Estratto del testo:
“La vera sfida è proprio quella di riuscire a trovare il modo di lavorare bene nel proprio paese”

marcello
UX Italics
Published in
4 min readOct 10, 2019

Stefano Paolessi, 32, Chianciano Terme (SI), Web Developer e Web Marketing specialist

Stefano al DAC non sembrava cercare validazione e riconoscimento da parte dei docenti e degli altri studenti. Era uno dei pochi personaggi miti e silenziosi del gruppo, ma allo stesso tempo una figura di riferimento per chiunque avesse un problema o volesse un consiglio, soprattutto per i corsi più tecnici. Come vedremo, il suo percorso riflette bene il suo modo di fare le cose, di vedere l’interaction design e di non aver paura di sporcarsi le mani con qualcosa di nuovo.

Ciao Stefano, raccontaci un po’ come sei arrivato al DAC

Durante la triennale in Tecnologie della comunicazione, all’Università di Siena mi sono avvicinato all interaction design grazie ad alcuni esami che mi hanno incuriosito e spinto ad approfondire la materia. Per esempio ricordo quello di Programmazione ad oggetti, quello di Grafica ma anche quello di Psicologia come corsi che mi hanno dato una direzione specifica. Da lì la mia scelta di continuare il percorso intrapreso durante la triennale con il DAC è stata naturale.

Quindi ti sei iscritto che già sapevi che cosa era l’interaction design

Esatto, io avevo un’infarinatura di base derivata da questi esami. A quel punto la specialistica è stata coerente soprattutto per quanto riguarda l’approccio allo studio della materia. Ho avuto la sensazione di essere già abituato ad un certo stile di studio e lavoro.

Fra i corsi fatti quale e’ stato il corso che ti è piaciuto di più?

Sicuramente quello di Produzione Video, innanzitutto per la natura creativa della materia, e poi per l’approccio di Nicola Raggi, un amico più che un docente. Trovo sia stato fenomenale nell’insegnamento della materia, ci ha creato un bel percorso mantenendo un grande equilibrio fra parte teorica e quella pratica. E da quel momento non ho più abbandonato la passione per la fotografia.

Mentre qual e’ stato quello che ti e’ servito di più?

Quello di Physical Computing tenuto da Giorgio Oliviero, mi ha dato una base e un metodo di approccio alla programmazione, una cosa che non ho avuto in nessun altro corso. Considerando che in questo momento mi sto muovendo nello sviluppo di software gestionali direi che è stato il più importante per il mio lavoro.

Righe di dati:
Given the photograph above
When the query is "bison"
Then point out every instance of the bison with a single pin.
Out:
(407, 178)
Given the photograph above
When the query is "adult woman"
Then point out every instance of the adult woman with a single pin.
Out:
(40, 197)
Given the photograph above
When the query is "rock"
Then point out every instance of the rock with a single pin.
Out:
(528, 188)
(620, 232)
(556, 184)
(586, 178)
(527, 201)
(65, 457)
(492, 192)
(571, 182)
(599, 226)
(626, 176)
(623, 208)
--
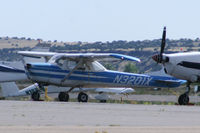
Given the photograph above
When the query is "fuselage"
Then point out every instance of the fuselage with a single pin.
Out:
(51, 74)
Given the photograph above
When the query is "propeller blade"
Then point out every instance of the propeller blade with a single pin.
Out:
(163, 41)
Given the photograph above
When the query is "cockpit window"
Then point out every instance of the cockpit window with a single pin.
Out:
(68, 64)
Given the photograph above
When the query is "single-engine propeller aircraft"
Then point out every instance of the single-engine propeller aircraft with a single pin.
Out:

Serie di esercizi:
• a. Quali esami o corsi singoli nomina Stefano nell'intervista, escluso il corso di laurea triennale?
• b. Copia dall'intervista il passo che va da "Durante la triennale in" fino a "è stata naturale." compreso.

Soluzioni svolte:
• a. Programmazione ad oggetti, Grafica, Psicologia, Produzione Video, Physical Computing

• b.
Durante la triennale in Tecnologie della comunicazione, all’Università di Siena mi sono avvicinato all interaction design grazie ad alcuni esami che mi hanno incuriosito e spinto ad approfondire la materia. Per esempio ricordo quello di Programmazione ad oggetti, quello di Grafica ma anche quello di Psicologia come corsi che mi hanno dato una direzione specifica. Da lì la mia scelta di continuare il percorso intrapreso durante la triennale con il DAC è stata naturale.